Given problem: Produce an exact copy of the lines from the line containing "Mark every instance of the autumn" through the last line of the listing below, both ends included, and nothing else.

* * *

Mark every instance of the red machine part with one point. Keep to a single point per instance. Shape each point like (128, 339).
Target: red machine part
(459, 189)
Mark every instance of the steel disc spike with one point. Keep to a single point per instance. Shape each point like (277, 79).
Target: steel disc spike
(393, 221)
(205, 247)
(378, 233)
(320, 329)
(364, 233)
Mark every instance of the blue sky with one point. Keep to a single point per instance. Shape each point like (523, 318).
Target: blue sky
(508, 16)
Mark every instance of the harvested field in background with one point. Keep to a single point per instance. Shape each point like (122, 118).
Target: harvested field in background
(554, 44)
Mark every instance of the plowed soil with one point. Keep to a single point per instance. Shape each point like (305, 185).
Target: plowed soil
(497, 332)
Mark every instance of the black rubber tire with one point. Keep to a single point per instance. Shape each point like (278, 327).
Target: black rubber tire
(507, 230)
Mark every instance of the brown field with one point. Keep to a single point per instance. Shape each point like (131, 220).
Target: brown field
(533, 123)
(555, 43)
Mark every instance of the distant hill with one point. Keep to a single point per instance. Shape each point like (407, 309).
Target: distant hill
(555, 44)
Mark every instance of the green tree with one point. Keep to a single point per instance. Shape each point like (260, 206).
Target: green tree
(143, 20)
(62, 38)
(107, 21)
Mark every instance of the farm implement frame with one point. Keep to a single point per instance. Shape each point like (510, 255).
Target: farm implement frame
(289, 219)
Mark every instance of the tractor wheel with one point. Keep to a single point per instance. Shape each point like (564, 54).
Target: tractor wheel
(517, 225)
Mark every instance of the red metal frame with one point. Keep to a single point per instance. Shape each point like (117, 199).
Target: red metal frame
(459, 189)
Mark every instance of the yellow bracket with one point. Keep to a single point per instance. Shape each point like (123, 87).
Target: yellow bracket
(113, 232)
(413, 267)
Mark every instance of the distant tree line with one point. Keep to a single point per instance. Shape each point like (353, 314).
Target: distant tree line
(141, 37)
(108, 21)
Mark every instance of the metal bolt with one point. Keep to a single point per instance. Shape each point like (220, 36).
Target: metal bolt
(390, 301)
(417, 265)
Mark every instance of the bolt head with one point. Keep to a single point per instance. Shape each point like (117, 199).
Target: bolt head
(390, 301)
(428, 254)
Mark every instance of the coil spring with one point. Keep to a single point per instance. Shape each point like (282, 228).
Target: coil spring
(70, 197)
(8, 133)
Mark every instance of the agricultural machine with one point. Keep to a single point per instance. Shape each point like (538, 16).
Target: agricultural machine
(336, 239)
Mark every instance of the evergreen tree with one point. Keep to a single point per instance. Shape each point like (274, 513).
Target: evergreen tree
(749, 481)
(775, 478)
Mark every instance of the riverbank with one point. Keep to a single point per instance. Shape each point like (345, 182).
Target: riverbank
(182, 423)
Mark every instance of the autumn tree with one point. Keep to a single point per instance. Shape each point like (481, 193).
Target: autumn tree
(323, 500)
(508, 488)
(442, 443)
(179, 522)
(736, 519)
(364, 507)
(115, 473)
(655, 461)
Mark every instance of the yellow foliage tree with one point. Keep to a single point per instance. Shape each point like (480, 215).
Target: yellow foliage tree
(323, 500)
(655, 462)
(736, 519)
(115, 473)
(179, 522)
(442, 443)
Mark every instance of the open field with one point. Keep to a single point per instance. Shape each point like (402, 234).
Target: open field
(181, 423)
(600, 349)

* * *

The solution:
Mark every instance of the autumn tree with one point. Keep to a single point per instance. Shape each point like (481, 193).
Target: autumn tree
(323, 500)
(508, 488)
(442, 443)
(179, 522)
(736, 519)
(364, 507)
(115, 473)
(655, 461)
Mark every instance of the yellow foliage tree with one point. Keep to a single point per instance. Shape each point like (480, 215).
Target: yellow foliage tree
(323, 500)
(655, 462)
(736, 519)
(115, 473)
(179, 522)
(442, 443)
Mark every instance of the open field with one point. Keep to a single point per instance. Shape each point like (402, 234).
Target: open field
(181, 423)
(600, 349)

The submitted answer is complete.